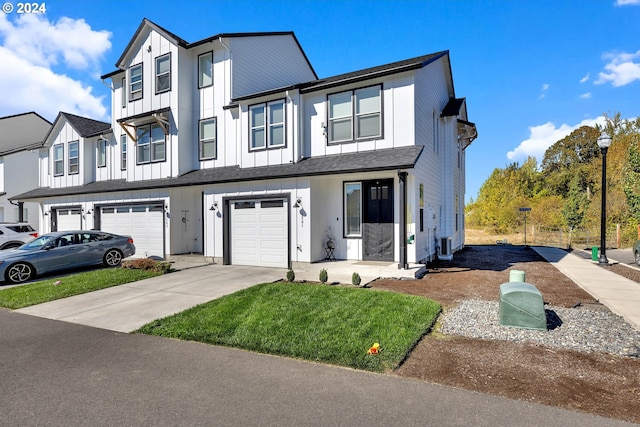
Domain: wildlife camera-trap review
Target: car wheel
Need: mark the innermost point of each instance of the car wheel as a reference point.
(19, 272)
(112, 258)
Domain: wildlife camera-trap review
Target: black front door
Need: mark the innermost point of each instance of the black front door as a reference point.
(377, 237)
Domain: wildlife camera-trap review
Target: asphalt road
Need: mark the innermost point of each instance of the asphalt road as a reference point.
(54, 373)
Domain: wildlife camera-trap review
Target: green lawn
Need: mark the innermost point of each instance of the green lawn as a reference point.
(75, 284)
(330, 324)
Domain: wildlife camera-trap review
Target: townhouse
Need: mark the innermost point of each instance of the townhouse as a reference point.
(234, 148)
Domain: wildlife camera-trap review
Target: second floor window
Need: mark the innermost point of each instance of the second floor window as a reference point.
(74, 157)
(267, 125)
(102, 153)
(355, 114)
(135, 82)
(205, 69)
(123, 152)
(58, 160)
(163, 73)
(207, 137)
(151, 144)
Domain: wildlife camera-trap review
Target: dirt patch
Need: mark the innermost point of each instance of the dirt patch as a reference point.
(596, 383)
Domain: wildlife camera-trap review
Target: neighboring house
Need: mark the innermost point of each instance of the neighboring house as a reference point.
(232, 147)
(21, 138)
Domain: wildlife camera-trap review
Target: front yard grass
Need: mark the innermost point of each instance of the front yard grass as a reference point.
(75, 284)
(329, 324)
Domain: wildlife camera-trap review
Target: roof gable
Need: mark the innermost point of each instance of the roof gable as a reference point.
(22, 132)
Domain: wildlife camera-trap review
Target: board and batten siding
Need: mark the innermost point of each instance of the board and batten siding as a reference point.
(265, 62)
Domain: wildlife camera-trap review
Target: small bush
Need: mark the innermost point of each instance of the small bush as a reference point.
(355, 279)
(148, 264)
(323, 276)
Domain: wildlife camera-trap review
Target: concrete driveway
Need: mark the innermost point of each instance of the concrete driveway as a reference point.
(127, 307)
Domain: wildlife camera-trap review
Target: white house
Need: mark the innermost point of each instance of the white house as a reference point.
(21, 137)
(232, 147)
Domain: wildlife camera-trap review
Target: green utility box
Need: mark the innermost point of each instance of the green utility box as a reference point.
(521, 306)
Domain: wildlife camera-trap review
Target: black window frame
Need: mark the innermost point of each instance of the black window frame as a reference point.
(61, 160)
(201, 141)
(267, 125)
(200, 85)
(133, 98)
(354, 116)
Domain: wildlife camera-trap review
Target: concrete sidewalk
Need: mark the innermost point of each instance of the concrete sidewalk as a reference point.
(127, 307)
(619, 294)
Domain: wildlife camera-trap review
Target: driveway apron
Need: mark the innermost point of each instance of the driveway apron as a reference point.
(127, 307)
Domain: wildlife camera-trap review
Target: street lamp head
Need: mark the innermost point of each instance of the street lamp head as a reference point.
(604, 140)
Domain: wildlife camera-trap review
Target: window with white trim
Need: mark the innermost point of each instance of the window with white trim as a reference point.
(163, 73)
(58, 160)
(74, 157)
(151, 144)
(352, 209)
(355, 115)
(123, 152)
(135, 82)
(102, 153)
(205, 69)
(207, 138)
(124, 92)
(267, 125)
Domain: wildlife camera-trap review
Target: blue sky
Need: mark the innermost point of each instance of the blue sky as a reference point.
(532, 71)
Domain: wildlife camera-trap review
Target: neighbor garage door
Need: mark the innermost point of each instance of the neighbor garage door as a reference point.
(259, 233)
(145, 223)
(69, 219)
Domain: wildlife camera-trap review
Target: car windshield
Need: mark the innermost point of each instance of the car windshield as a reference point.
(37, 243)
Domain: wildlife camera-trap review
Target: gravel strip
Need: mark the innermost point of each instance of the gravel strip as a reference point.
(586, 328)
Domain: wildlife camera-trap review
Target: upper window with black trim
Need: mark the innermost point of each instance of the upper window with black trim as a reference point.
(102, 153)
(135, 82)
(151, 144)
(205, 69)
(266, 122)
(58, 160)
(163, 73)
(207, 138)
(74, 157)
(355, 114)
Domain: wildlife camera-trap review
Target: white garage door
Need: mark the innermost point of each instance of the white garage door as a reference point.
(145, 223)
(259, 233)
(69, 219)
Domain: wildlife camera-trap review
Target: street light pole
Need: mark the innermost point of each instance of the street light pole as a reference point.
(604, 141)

***

=== PROBLEM TO SOLVE ===
Omit every picture while copying the listing above exactly.

=== ANSWER IN FULL ===
Domain: wildlife camera-trap review
Target: car wheel
Need: mark the innermost point of each instance of the car wheel as a reference point.
(19, 272)
(112, 258)
Domain: wildlife camera-trap review
Target: black front door
Need: mark the innermost point of each instance of the black front door as a reference point.
(377, 237)
Domain: wildlife camera-trap review
Target: asphalt road
Need: mark the innermost point of each instance of the asphalt road as a reference point.
(54, 373)
Domain: wildlife camera-trap review
Target: green lawn
Need: mark the innermost point of each instance of the green lawn as a reference point.
(75, 284)
(330, 324)
Domain: wildlife camera-trap review
Target: townhouse
Need: mark the innermost point of each instance of the townhouse as a reference point.
(234, 148)
Domain: wildlife camera-trap review
Target: second floor window
Need: mark the innermost point of each instance of the second floor window as a reference point.
(74, 157)
(267, 125)
(102, 153)
(355, 114)
(135, 82)
(205, 69)
(123, 152)
(58, 160)
(163, 73)
(207, 137)
(151, 144)
Domain: wildlife camera-trap review
Target: dirt patch
Need: mark the innermost point of each instance of the dirt patch as a reference point.
(596, 383)
Domain: wildlife camera-trap review
Target: neighboring house
Need: mark the innermost point of each instance of the neighboring house as a reference point.
(232, 147)
(21, 138)
Domain: wildlife camera-trap review
Target: front yard grass
Need: mark the innermost point of each instance of the front yard grass as a reference point.
(75, 284)
(329, 324)
Domain: wildlife camera-trap review
Target: roof gable
Need: mark the innermost point of each instance of the roof gable as a reference point.
(22, 132)
Domain: wildlife camera-trap review
Target: board and batten siding
Need: mark the innermost point of each instance of the board and batten siding as a reference point.
(265, 62)
Domain: wildlife camera-trap review
Target: small bush
Need: mark the innermost point of each instance of the small bush as a reference point.
(355, 279)
(148, 264)
(323, 276)
Domain: wildlife camera-trap review
Target: concrete driveway
Need: mark the innermost point of each instance of the concrete driveway as a reference point.
(127, 307)
Domain: wildlife camera-trap review
Target: white house
Need: mark the innermost point of each instance of the white house as a reference point.
(21, 137)
(232, 147)
Domain: wildlife camera-trap review
Target: green utility box
Need: mark the innermost point of each instance of the green utility box as a reference point.
(521, 306)
Domain: wildlife camera-trap review
Target: black window frame
Need: mark the innermost point of each instance of the black window frame as a reference point.
(61, 160)
(201, 141)
(267, 125)
(200, 85)
(133, 98)
(354, 116)
Domain: wildlife camera-trap review
Target: concrete sidewalk
Need: mark the innermost point of each instance of the concrete sidewalk as a reference point.
(127, 307)
(619, 294)
Domain: wildlife camera-trap review
Target: driveway apron
Need: mark the innermost point of each instance of the driveway apron as a reference point.
(127, 307)
Domain: wildlife camera-trap review
Target: street lamp head
Need: mark the innermost point of each instance of the street lamp head as a reference point.
(604, 140)
Domain: wildlife camera-trap review
Target: window with white trim
Need: mark the innermost point of each instance of the window with white trim as a reference point.
(163, 73)
(58, 160)
(74, 157)
(151, 144)
(352, 209)
(355, 115)
(123, 152)
(135, 82)
(102, 153)
(205, 69)
(207, 138)
(124, 92)
(267, 125)
Domain: wildlife camera-trap review
Target: blue sky
Need: mark the innermost point of each instance of the blue sky as a reference point.
(532, 71)
Domain: wildlife camera-trap review
Target: neighbor garage door
Need: mark the innermost point of each instance of the neighbor garage door as a reference point.
(259, 233)
(145, 223)
(69, 219)
Domain: wildlife camera-trap review
Target: car windshield
Need: mark the innermost point of each instance of the car windshield as a reference point.
(37, 243)
Domain: wildlife camera-trap review
Target: gravel strip
Need: mark the innermost point of each instance of the gravel strip as a reference point.
(586, 328)
Domain: wildlife camera-trap review
Target: upper window with black trim
Need: mark the innermost point of each instance of the upper window with black trim as a reference point.
(102, 153)
(135, 82)
(151, 144)
(205, 69)
(266, 122)
(58, 160)
(163, 73)
(207, 138)
(74, 157)
(355, 114)
Domain: wildlife camera-trap review
Target: white garage door
Need: mark the innermost point of each instance of the white garage door as a reference point.
(145, 223)
(259, 233)
(69, 219)
Domain: wildlife camera-trap review
Target: street light pole
Need: mark the innermost point of each instance of the street light pole as a reference point.
(604, 141)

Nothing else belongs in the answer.